§ **Consigne**:
D'après le dernier paragraphe du texte ci-dessous sur les nouvelles de Gast Groeber, de quoi l'auteur se soucie-t-il dans le quotidien ? Donnez-en la liste complète.

§ **Texte fourni**:
************
L’une de mes nouvelles favorites du recueil – L’insoutenable pesanteur de l’attente – semble synthétiser le plus humain des états, à savoir l’attente des jugements obscurs de la vie à notre sujet, tout en étant conscient de la fragilité de notre condition de mortels. C’est un état que Groeber y a déconstruit jusqu’à ce que cela en devienne insoutenable, en lui conférant une acuité nerveuse et une conscience de chaque instant qui le compose, de chacune de nos tentatives de distractions salutaires, tentatives de jeter l’ancre et de s’agripper à l’existence pour un temps encore. Son personnage ressent physiquement dans son ventre tout ce que l’on recueille et porte en soi, à savoir une pelote de cheveux lourde comme une pierre, impossible à avaler.

Effectivement, avec un tel souci des détails, des bruits, des lumières et des mouvements du quotidien, Gast Groeber désassemble littéralement des segments du temps et des fragments de l’action dans les différentes nouvelles.
************
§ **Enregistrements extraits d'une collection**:
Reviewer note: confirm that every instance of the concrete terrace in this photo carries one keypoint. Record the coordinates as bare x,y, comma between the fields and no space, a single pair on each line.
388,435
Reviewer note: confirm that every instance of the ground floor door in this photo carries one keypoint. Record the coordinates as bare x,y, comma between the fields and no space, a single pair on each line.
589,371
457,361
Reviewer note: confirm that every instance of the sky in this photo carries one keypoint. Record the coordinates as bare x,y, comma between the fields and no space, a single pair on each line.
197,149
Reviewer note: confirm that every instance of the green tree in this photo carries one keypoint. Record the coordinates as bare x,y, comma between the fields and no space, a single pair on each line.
************
§ **Réponse**:
Les détails, les bruits, les lumières et les mouvements.